# Dataset excerpts
[BEGIN]
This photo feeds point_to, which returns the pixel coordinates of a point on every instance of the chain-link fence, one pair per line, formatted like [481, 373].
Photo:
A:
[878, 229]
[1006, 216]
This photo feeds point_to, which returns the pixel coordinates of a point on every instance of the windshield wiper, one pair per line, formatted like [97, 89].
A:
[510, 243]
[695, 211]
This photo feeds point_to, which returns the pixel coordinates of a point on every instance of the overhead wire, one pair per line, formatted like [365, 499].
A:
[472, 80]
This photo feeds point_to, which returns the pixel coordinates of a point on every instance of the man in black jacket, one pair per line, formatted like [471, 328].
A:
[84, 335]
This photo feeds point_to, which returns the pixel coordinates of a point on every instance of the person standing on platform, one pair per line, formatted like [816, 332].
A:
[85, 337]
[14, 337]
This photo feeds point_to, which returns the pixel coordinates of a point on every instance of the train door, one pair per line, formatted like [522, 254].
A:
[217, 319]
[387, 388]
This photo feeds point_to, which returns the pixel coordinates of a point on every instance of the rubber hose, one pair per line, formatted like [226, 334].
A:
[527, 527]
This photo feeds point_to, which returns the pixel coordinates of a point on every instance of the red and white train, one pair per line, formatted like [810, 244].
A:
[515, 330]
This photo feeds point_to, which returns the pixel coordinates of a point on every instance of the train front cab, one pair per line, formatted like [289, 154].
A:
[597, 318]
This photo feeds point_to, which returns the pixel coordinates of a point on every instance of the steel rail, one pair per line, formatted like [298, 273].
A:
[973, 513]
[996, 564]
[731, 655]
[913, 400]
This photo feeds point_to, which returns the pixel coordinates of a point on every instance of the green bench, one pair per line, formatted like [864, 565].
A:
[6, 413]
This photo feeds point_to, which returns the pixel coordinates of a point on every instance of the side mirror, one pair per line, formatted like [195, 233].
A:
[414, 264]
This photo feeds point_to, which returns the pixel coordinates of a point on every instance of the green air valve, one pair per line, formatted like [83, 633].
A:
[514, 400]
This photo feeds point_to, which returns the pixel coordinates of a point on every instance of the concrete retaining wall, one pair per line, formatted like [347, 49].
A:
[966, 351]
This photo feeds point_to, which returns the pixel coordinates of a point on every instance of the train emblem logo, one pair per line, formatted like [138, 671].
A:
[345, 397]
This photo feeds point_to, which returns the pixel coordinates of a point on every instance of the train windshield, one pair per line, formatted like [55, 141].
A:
[END]
# Exercise brief
Extract all of the data shown above without alteration.

# In response
This photo feeds point_to, which returns the pixel coordinates of a point on every instance of the chain-link fence, one pair per line, formatted like [481, 373].
Photo:
A:
[878, 229]
[1006, 216]
This photo feeds point_to, which returns the pixel coordinates of a point on every instance of the windshield wiper, one pair per line, formatted like [97, 89].
A:
[510, 243]
[695, 211]
This photo feeds point_to, which returns the pixel coordinates of a point on every instance of the overhead wire, one pair per line, formatted like [365, 499].
A:
[472, 80]
This photo feeds point_to, which returns the pixel coordinates of a point on every instance of the man in black jacket, one pair per line, formatted like [471, 328].
A:
[84, 335]
This photo feeds point_to, which returns the pixel coordinates of a point on every instance of the person standing on platform, one pair per line, formatted like [816, 332].
A:
[85, 337]
[14, 337]
This photo feeds point_to, which returns the pixel coordinates of a point on every instance of the train door, one pair per line, formatted like [522, 254].
A:
[217, 319]
[387, 388]
This photo feeds point_to, which returns the pixel coordinates of a point on every instance of the rubber hose, one pair per line, formatted like [226, 334].
A:
[527, 527]
This photo feeds point_to, which returns the pixel coordinates of a point on every instance of the red and white train, one pair per line, formatted like [810, 244].
A:
[515, 330]
This photo feeds point_to, which returns the pixel coordinates of a point on every instance of the train front cab, one pair per line, formatted like [289, 154].
A:
[597, 318]
This photo feeds point_to, which returns the pixel coordinates of a point on every instance of the steel rail, one pair per line, formatted like [298, 273].
A:
[973, 513]
[996, 564]
[731, 655]
[913, 400]
This photo feeds point_to, which returns the pixel coordinates of a point on every instance of the green bench, one pair per line, formatted like [864, 565].
A:
[6, 413]
This photo feeds point_to, which returns the pixel coordinates of a point on every instance of the side mirror, one pair per line, formatted like [195, 233].
A:
[414, 264]
This photo feeds point_to, which returns the pixel coordinates of a point on every instance of the green air valve, one pair per line, formatted like [83, 633].
A:
[514, 400]
This photo feeds point_to, which returns the pixel coordinates of a point on every instance of the concrete retaining wall, one pair per line, formatted like [347, 49].
A:
[966, 351]
This photo feeds point_to, which returns the pixel coordinates of a point on every instance of the train emblem logo, one pair per line, formatted like [138, 671].
A:
[345, 397]
This photo feeds point_to, which returns the pixel coordinates of a point on every instance of the train windshield, one pair per line, formatted like [55, 141].
A:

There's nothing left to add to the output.